• **SET OF TASKS**
1. Name each user who has a post heading in the forum thread on climate change and population, listing each name once.
2. Pick up the forum thread on climate change and population growth after its last post, and write what follows.

• **SUPPLIED TEXT**
--------------------

And the useful idiots are out there by legions swearing that the end is nigh, or full speed ahead nothing to see here.

All the while these "debates" that only seem to really benefit the elites in society go on, it's the working and middle classes that are getting "attached to another object by an incline plane wrapped helically around an axis".

To be blunt, we are *#$% sick of it. The world isn't going to come to an end if the jerk down the street wants to drive a Hummer and flush a 3 gallon toilet. By the same token. Why for example can't I buy a new F-150 with a MUCH more efficient 4 or 6 cylinder Diesel engine that would deliver easily 50% better fuel economy than my current gas engine model, with similar performance characteristics? And why can't anyone seem to make a low flow toilet that actually works? How is it that reducing hydrocarbon emissions by using more flourescent lighting is good, but putting all that mercury in those bulbs eventually into a landfill, and in turn into the soil and water, or into the atmosphere is absolutely ignored by the environmental types?

The politicization of a technical problem always results in bad, bad, bad results… The most frightening phrase in the English language after all is…

"I'm from the Government, and I'm here to help."


----------



## DKV (Jul 18, 2011)

Wow!


----------



## renners (Apr 9, 2010)

Does anybody else think that population growth and Climate Change walk hand in hand?

Sorry if someone mentioned that before.


----------



## TopamaxSurvivor (May 2, 2008)

*Does anybody else think that population growth and Climate Change walk hand in hand?*

Of course they do. Haven't you ever been in a crowded room that overwhelms the air handling unit? Do you think 500,000 of us could produce all the crap that 5,000,000,000 do?


----------



## OldMarine (Mar 6, 2012)

_Haven't you ever been in a crowded room that overwhelms the air handling unit? Do you think 500,000 of us could produce all the crap that 5,000,000,000 do?_

Not a good comparison.

BTW, current world population is in excess of 7,000,000,000.


----------



## renners (Apr 9, 2010)

err, yeah, I wasn't thinking of a crowded room. Just wanted to bring another factor into the thread that no-one thought about.
Population projection for 2050 (I know this won't bother some of you) is 9bn. That's 28.6% more than the current population in just less than 40 years. What is that going to do the planet?


----------



## dbhost (Jul 20, 2009)

That population growth is not coming from North America or Europe. It's the rest of the globe that keeps on squirting offspring out. If anything if it weren't for immigration, North America and Europe would be in a population decline.

--------------------

• **DATA LISTING**
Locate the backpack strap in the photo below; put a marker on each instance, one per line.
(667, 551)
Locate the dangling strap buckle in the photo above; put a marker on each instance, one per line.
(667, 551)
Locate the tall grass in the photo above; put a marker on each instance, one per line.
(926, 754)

--------------------

• **TASK-BY-TASK ANSWERS**
1. DKV, renners, TopamaxSurvivor, OldMarine, dbhost

2.
----------



## DKV (Jul 18, 2011)

Renners, disease, famine or war. Those are the historical solutions.


----------



## renners (Apr 9, 2010)

It's not coming from China either. Only a small projected rise in the population of China in 2050 due to the one child policy, where Han Chinese in urban areas are permitted one child only. This 'temporary measure' introduced in 1979 is likely to remain indefinitely.


----------



## dbhost (Jul 20, 2009)

Famine and Disease are ongoing problems for human and non human populations… If history is any indicator, then war is what will likely reduce the ******************** sapien population down to a more politically correct, and manageable level. And judging from the overall tone of events transpiring, we are overdue, and coming up on a real whopper.


----------



## DKV (Jul 18, 2011)

I agree, db. We sure aren't ready to migrate into space.


----------



## renners (Apr 9, 2010)

Yes, I'm well aware of that. 
Disease, famine, war / population control. It's the elephant in the room.


----------



## roman (Sep 28, 2007)

I have never read a thread with 70 postings from top to bottom and this is the first. I laughed my a$$ off. Mostly because of the quick wit of DKV.

DKV, thank you : ))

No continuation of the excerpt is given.